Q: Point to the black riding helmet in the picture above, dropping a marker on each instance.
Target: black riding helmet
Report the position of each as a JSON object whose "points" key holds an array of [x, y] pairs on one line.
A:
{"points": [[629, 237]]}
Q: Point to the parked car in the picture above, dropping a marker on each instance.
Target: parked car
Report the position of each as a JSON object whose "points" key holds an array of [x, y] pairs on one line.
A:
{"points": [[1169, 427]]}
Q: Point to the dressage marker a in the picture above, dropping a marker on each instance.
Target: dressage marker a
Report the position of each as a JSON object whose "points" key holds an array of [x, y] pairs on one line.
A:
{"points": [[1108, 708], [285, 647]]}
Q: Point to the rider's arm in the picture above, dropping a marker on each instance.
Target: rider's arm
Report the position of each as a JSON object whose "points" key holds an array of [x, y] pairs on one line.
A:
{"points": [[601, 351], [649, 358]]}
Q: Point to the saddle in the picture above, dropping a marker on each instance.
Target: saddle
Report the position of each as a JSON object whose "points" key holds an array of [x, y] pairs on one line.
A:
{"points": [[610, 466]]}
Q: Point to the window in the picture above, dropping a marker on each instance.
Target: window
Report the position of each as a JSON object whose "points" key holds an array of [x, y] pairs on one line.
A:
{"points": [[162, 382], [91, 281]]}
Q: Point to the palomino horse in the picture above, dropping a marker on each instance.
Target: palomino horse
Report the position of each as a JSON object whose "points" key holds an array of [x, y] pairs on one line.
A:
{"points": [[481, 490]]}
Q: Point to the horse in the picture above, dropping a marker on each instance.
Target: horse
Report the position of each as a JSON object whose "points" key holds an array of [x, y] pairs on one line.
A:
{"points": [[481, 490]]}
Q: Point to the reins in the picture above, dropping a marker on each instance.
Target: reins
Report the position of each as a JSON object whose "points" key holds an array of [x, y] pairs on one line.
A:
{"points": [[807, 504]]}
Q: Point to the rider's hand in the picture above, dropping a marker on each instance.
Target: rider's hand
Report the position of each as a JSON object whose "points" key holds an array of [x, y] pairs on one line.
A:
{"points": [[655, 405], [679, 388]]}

Stated exercise:
Output the lines of the records above, from the line containing "Q: Point to the rider's hand" through the end of the records, inclusive, as a JSON list of strings with one string per line and any blank lines left out.

Answer to the exercise:
[
  "Q: Point to the rider's hand in the picture above, dropping a marker on each instance.",
  "Target: rider's hand",
  "Report the position of each as a JSON object whose \"points\" key holds an array of [x, y] pairs on one line.",
  "A:",
  "{\"points\": [[655, 405], [679, 388]]}"
]